-- BEGIN Page excerpt --
# Got into accident



## DancingArabian (Jul 15, 2011)

Sounds like you had a panic moment. It didn't sound like you asked your horse to stop and you falling off behind him made him spook. I'm glad you're okay! Try teaching him how to do a one rein stop or how to stop with just a verbal whoa. It it happens again you'll have more tools in your toolbox to help out.
_Posted via Mobile Device_


----------



## fly123 (Jul 24, 2012)

DancingArabian said:


> Sounds like you had a panic moment. It didn't sound like you asked your horse to stop and you falling off behind him made him spook. I'm glad you're okay! Try teaching him how to do a one rein stop or how to stop with just a verbal whoa. It it happens again you'll have more tools in your toolbox to help out.
> _Posted via Mobile Device_


I wasn't sure what to do because I was so stuck and focused on not dying and getting my neck to snap. So yeah I had no time to think about my horse other than getting myself safe. I just wish he didn't run off after that. And he does a one reins stop and he would have stood if I asked. Like I said this(blting) happened after I fell off. So kinda my fault I guess for trying to save my self. 

But to clarify this horse will one rein stop or just stop and stand forever with a rider on but once i fell off he bolted which is weird cause he's so old and lazy and I never expected him to run back home.


----------



## Darrin (Jul 11, 2011)

Train yourself to always hold onto one rein no matter what!

This happens to the best of us along with the worst of us along. Luckily, when it happens to me, my horse just turns around with a puzzled look on their face.


----------



## Copperhead (Jun 27, 2012)

Sounds like this was your fault, not the horse's fault.

When loose, some horses will go back home. They are without a leader and the safest thing they can think of for themselves is to go back home. Your horse didn't bolt and throw you. He didn't do anything wrong.

I'm not sure how you can break your neck if your shirt got caught on a branch. You would either be dragged off the horse by your shirt or your shirt would have torn...it wouldn't have broken your neck.

It sounds, from what you're describing, that you directed your horse into thick underbrush, got caught up in it, and are now complaining that your horse kept going without you. You directed it into thick underbrush...shouldn't have done that.

Chock it up to a lesson learned. Don't barrel into overgrown trails. Trail blaze slowly, and with a compass. Always carry a cell phone, and always tell someone that you will be out for the day. Travel on trails that have been CLEARED for riding. PAY ATTENTION to whats ahead. DUCK when you see a low branch.

Again, your horse didn't do anything wrong. It was all rider error. Next time, be more careful.


----------



## myhorsesonador (Jun 21, 2009)

Copperhead said:


> Sounds like this was your fault, not the horse's fault.
> 
> When loose, some horses will go back home. They are without a leader and the safest thing they can think of for themselves is to go back home. Your horse didn't bolt and throw you. He didn't do anything wrong.
> 
> ...


 
Thats kinda rude don't you think? The OP never blaimed the horse.

When did they say that they were in thick woods? All the trail around here will have low lims every now and then, trees grow...it's what they do.


----------



## tinyliny (Oct 31, 2009)

i had my helmet get stuck on a branch once. there are slots in the helmet to keep it cooler and a branch got stuck in the slot, but just as I was aobut to panic, it broke. Now I try to be extra careful and remember my helmet sticks up a few inches higher than my skull and to be aware of that.
-- END Page excerpt --
-- BEGIN Records provided --
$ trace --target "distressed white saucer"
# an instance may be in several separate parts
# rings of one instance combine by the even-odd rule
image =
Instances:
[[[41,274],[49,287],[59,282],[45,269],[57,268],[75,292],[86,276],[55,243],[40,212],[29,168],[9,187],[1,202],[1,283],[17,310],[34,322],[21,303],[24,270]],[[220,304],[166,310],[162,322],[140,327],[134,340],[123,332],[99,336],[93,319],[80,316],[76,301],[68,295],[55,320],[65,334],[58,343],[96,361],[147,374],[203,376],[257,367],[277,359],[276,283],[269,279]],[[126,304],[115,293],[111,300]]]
-- END Records provided --
*Exercises*
- A) List the usernames of all the people who post in the forum thread about the riding accident.
- B) Pick up the forum thread about the riding accident after its final sentence and continue writing it.

*Outputs for the tasks*
- A)
DancingArabian
fly123
Darrin
Copperhead
myhorsesonador
tinyliny

- B)
Stuff happens. Makes for good stories to tell here.


----------



## Eolith (Sep 30, 2007)

Unfortunately for me, I _was_ on a horse that bolted once while we were riding in the pasture. She carried me right through a tree where one branch made a nasty gash across my helmet, and another scraped up my neck pretty badly. It's definitely a freaky experience (and one of those moments where I was glad to have a helmet, since it actually allowed me to duck my head and "ram" my way through some of the bigger tougher branches). Luckily in my case I somehow managed to stay on the horse and regain control. I think it was partly to do with the fact that she was running us directly through a mud hole that was at least a foot deep and the shame of slogging through that and returning to the barn looking like a mud monster just wasn't on my list of things to do... so that extra ounce of determination not to fall off helped me ride it out.


----------



## Darrin (Jul 11, 2011)

Hats with a brim are the best for brush, helps keep those gashes from happening on your cheeks and neck. I know they make cowboy hard hats but haven't ever looked to see if they have cowboy riding helmets.


----------



## fly123 (Jul 24, 2012)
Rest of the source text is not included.